* _TO-DO LIST_:
**a)** In the account of the motorcycle ride through Mongolia, what price did Lukas pay for his Chinese 150cc chopper?
**b)** Resume the account of the motorcycle ride through Mongolia, picking up after its final sentence.

I wanted to get to Tosontsengel today. It would be a challenge … 360 km on Mongolian tracks and daylight that ends soon after 6pm. By 2pm I was at White Lake and soon after I overtook what appeared to be a local on an overloaded bike … but something caught my eye as being not right … I think it was his riding trousers. So I stopped and met a crazy Germany guy riding a Chinese 150cc chopper he had bought in the Black Market in UB for USD 650. Lukas was a paraglider, and having been in Mongolia for a month hiring vans and drivers to take him to remote corners of the country to paraglide down from, he decided the better solution is to just take a bike. His paragliding rig looked big but weighed only 7kgs.
We went for lunch in the nearest town, Tsagaannuur, and talked for a couple of hours about paragliding, motorcycles, banking, and possible roads to Uliastay. I could have ridden with him for a couple of days as we were going in the same direction, but I was riding over twice as fast as his little bike would go. It had taken him 4 riding days to get from UB to where I had gotten to in one and a half days.

* _MATERIAL SHOWN_:
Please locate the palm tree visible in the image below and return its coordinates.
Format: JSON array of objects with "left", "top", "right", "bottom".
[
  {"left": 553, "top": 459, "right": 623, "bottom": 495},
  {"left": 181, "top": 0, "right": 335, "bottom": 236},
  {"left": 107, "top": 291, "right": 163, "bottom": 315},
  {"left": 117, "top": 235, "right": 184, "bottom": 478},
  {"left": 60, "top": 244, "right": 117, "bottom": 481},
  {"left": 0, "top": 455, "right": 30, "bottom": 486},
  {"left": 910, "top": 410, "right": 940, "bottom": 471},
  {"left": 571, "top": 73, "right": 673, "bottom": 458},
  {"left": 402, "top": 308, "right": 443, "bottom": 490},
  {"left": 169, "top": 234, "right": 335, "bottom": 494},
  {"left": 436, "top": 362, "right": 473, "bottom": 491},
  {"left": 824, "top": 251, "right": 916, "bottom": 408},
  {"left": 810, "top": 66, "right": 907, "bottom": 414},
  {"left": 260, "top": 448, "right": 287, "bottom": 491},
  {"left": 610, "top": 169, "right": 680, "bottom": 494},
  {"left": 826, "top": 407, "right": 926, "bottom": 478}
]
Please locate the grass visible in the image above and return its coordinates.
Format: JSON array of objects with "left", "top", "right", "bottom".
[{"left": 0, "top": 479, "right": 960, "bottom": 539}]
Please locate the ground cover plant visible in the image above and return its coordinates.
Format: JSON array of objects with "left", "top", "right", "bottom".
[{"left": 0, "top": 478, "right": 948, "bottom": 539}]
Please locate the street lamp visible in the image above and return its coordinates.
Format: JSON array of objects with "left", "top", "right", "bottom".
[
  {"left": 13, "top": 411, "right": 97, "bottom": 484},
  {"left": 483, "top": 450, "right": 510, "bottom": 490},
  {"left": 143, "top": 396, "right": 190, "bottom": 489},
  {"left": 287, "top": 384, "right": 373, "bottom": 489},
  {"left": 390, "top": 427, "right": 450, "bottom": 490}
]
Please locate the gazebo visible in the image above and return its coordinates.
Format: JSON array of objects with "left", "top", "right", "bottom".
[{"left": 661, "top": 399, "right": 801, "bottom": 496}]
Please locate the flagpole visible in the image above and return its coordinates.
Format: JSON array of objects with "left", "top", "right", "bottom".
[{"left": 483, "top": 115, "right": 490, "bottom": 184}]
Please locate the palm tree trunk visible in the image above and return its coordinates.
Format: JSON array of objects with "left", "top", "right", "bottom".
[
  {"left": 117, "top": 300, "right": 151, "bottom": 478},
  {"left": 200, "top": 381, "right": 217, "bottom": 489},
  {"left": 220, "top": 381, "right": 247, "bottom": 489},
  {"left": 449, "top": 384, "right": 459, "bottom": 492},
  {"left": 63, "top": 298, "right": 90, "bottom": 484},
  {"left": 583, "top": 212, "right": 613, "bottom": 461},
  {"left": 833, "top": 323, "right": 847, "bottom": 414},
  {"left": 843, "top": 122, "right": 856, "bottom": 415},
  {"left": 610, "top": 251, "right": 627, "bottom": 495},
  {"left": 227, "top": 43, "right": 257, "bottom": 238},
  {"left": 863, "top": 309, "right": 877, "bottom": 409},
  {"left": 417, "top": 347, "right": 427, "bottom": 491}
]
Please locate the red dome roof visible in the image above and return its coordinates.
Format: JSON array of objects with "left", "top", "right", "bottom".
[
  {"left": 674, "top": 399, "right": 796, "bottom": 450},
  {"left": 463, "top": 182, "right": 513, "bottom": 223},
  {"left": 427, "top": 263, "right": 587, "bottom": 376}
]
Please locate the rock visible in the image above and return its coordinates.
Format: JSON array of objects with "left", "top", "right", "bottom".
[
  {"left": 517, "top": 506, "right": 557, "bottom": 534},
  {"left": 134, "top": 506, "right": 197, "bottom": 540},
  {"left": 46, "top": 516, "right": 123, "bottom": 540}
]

* * *

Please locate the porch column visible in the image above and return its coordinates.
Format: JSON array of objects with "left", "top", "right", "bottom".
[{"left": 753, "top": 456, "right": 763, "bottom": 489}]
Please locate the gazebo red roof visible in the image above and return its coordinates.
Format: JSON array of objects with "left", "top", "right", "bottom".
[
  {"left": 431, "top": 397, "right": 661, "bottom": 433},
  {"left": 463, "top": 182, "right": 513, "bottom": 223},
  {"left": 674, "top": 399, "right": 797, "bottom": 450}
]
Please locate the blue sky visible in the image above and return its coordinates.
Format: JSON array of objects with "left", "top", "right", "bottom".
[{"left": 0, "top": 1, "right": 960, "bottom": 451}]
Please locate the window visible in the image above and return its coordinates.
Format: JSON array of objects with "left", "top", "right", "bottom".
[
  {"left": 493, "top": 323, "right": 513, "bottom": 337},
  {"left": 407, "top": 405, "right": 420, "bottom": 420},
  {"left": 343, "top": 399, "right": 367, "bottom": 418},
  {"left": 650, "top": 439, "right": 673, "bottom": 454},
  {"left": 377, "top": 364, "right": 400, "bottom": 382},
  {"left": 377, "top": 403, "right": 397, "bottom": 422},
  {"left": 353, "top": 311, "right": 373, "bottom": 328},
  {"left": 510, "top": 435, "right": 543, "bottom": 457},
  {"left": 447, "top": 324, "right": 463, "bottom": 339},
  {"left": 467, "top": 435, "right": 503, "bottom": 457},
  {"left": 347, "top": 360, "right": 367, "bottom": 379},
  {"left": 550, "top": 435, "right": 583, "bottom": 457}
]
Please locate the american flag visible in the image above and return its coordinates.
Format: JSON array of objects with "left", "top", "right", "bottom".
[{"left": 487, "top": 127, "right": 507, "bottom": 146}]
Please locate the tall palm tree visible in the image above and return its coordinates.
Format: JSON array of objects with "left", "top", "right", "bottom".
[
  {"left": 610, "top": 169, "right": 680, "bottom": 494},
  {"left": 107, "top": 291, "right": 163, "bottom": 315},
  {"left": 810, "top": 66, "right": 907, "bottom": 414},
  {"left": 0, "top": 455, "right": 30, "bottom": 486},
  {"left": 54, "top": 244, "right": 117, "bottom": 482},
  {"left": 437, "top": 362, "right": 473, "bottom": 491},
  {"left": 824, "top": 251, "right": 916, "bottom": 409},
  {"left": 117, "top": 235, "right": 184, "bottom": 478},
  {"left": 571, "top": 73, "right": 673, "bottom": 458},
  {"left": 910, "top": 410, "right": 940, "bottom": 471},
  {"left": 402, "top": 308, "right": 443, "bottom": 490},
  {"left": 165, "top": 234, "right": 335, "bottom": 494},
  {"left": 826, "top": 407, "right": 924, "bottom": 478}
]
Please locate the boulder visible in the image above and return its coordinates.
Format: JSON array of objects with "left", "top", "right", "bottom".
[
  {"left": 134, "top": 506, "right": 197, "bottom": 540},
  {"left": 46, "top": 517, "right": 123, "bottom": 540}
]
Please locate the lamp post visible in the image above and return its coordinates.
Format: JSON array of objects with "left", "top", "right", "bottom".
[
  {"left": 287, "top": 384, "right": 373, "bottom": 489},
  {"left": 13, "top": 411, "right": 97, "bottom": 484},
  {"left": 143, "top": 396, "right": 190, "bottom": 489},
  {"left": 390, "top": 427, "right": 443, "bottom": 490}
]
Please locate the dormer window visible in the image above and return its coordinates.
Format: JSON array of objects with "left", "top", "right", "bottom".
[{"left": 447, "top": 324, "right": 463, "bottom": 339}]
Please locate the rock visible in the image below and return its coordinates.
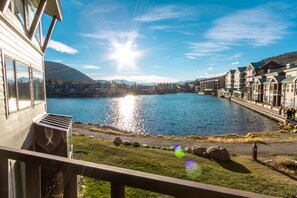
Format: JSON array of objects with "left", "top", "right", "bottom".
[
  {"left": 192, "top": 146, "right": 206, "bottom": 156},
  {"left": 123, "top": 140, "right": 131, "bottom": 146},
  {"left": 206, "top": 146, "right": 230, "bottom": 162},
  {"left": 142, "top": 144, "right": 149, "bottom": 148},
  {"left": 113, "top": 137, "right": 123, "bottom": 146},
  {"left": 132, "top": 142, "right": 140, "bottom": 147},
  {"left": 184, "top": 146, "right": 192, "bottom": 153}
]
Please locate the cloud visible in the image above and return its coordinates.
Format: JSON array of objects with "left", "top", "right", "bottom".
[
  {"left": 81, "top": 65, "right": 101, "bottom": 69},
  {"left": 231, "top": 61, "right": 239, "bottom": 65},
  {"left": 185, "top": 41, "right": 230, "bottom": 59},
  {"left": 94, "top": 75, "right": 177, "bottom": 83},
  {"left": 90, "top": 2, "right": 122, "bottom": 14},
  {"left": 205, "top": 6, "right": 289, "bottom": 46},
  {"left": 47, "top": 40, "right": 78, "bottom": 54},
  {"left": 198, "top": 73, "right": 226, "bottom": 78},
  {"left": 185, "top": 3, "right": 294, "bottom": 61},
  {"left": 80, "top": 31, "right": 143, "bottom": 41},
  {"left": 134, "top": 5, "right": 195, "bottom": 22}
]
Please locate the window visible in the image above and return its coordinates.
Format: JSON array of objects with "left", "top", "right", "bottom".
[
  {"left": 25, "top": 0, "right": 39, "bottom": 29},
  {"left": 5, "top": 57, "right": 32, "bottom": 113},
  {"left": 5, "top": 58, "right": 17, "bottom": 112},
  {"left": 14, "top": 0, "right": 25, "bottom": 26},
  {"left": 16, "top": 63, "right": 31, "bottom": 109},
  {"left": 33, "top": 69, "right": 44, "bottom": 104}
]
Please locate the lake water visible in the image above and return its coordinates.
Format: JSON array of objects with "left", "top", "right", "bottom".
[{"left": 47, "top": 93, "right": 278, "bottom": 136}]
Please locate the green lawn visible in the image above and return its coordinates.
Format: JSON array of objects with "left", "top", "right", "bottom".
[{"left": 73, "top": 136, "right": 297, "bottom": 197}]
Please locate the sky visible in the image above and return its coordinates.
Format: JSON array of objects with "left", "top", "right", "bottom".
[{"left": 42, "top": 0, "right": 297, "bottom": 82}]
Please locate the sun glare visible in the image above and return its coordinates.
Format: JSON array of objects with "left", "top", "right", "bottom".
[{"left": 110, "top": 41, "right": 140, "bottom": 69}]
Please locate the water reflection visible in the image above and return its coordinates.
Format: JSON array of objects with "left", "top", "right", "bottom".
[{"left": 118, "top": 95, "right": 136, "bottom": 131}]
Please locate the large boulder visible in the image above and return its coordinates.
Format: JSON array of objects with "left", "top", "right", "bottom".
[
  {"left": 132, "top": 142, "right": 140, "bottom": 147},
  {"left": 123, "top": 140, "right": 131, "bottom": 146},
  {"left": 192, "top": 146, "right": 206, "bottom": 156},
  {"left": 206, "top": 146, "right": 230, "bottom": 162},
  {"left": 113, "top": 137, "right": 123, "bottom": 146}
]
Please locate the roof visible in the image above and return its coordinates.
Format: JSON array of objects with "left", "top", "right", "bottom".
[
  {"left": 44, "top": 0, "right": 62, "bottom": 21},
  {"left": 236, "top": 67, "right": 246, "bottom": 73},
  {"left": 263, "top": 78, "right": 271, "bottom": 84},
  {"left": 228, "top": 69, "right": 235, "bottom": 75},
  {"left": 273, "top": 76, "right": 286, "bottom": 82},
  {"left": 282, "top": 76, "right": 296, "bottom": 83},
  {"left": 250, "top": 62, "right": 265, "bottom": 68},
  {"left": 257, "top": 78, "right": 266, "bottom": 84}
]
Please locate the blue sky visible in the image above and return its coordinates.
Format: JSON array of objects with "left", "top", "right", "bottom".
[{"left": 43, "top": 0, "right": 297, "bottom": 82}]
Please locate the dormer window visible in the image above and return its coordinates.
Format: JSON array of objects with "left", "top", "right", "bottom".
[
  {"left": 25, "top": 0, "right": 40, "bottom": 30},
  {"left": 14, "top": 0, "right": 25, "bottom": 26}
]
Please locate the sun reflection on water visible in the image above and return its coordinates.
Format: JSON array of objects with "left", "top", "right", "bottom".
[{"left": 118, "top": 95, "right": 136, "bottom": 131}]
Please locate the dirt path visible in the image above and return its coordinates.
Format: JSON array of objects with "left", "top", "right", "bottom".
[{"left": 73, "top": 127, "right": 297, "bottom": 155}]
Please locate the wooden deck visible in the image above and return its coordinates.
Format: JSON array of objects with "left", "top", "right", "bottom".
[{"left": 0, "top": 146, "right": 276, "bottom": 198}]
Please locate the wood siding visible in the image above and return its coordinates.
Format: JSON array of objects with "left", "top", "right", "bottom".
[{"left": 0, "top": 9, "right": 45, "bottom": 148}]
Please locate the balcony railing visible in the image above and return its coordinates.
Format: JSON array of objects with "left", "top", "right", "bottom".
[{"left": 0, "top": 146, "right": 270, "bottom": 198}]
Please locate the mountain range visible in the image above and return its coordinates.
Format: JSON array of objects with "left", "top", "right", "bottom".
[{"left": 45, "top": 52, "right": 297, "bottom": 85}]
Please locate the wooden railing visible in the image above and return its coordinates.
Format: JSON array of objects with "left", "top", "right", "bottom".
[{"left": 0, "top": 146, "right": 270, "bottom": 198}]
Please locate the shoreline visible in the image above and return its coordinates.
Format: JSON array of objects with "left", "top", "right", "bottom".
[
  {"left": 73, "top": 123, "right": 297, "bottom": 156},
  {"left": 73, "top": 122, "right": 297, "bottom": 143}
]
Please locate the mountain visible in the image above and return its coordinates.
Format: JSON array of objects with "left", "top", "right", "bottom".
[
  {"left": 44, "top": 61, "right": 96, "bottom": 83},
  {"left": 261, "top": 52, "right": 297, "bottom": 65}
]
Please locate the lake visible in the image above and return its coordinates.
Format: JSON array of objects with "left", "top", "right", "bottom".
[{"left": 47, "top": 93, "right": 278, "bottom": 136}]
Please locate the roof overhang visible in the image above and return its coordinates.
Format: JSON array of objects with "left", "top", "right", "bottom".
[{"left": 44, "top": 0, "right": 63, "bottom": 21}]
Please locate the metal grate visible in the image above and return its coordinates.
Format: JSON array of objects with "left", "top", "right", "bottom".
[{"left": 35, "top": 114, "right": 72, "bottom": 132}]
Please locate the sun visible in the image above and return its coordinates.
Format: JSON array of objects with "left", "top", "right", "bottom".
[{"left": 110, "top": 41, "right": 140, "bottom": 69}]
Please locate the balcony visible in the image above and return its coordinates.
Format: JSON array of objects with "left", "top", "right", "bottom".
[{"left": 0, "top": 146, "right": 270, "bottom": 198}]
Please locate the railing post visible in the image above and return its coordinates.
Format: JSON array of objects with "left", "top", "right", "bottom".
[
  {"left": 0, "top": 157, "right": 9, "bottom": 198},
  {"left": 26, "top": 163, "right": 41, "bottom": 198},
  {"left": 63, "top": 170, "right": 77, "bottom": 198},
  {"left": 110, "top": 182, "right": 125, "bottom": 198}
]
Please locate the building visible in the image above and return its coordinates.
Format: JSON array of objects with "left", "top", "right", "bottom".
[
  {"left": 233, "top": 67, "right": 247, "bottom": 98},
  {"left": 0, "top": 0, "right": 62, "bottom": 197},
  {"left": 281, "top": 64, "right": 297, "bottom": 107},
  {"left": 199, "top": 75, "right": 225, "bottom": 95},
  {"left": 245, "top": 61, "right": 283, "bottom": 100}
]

==

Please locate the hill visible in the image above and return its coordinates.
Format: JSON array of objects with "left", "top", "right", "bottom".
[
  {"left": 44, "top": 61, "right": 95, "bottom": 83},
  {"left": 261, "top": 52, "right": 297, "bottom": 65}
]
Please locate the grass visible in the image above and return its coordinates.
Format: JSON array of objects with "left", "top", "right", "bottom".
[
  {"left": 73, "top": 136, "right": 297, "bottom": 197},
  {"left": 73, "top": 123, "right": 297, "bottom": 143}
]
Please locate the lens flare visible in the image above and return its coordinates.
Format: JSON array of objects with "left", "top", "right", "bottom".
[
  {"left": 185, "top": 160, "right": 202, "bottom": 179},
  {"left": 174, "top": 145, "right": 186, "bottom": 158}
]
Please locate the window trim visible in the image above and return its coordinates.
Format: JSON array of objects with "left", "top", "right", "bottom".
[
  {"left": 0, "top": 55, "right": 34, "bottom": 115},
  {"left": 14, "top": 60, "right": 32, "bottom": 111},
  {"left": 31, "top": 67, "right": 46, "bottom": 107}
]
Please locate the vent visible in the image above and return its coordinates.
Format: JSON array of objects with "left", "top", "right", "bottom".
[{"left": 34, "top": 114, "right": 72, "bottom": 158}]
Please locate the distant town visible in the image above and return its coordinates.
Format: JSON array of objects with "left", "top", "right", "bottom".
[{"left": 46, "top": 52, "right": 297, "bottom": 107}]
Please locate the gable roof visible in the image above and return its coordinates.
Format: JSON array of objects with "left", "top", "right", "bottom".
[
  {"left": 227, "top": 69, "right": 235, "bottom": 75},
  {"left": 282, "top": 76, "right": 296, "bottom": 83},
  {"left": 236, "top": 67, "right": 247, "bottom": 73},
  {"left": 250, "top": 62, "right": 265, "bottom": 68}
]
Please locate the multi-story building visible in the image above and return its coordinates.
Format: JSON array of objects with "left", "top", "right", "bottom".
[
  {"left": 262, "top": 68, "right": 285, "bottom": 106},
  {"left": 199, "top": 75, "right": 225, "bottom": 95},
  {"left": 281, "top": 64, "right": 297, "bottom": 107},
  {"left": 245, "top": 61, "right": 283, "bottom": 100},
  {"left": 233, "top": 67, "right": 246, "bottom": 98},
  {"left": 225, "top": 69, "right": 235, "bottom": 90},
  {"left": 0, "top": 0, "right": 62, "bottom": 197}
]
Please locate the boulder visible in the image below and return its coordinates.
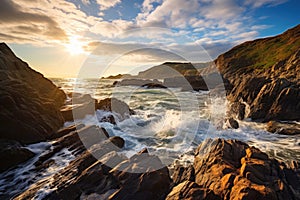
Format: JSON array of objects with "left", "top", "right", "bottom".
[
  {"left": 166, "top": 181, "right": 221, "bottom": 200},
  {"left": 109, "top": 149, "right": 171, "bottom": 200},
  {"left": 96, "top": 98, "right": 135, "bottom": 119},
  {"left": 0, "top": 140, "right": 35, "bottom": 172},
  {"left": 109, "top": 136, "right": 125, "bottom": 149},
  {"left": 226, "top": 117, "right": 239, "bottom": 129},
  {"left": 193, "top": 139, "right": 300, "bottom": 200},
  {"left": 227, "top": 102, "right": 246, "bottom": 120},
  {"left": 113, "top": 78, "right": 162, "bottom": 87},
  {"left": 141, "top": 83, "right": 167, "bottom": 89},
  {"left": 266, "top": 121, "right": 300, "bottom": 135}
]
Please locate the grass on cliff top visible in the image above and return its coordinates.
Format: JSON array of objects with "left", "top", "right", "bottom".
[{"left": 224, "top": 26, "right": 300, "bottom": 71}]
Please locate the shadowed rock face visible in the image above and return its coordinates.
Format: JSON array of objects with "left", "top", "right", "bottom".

* _ANSWERS TO EACH TASK_:
**a)** USD 650

**b)**
When I realised it was 4pm we packed up at the cafeteria and hit the road. I had to scoot … Tosontsengel was about 180km away and I had just over 2 hours of daylight left and a brief 30 mins off twilight.
Soon after leaving Lukas I crossed into Zavhaan, arguably the most scenic province in Mongolia. The late afternoon sunlight added to the natural beauty of the place and I found myself stopping for photographs constantly.
I didnt know how the pics would turn out with the dodgy lens, but the vistas and the light was a combination that compelled me to try everything I possible could to squeeze acceptable shots out of the camera gear.
Stopping for fotos had put extra pressure on my drive to reach Tosontsengel. I took the last foto just as the last light was fading just 6km from town. By the time I did that 6km, it had just become night.
My timing was perfect.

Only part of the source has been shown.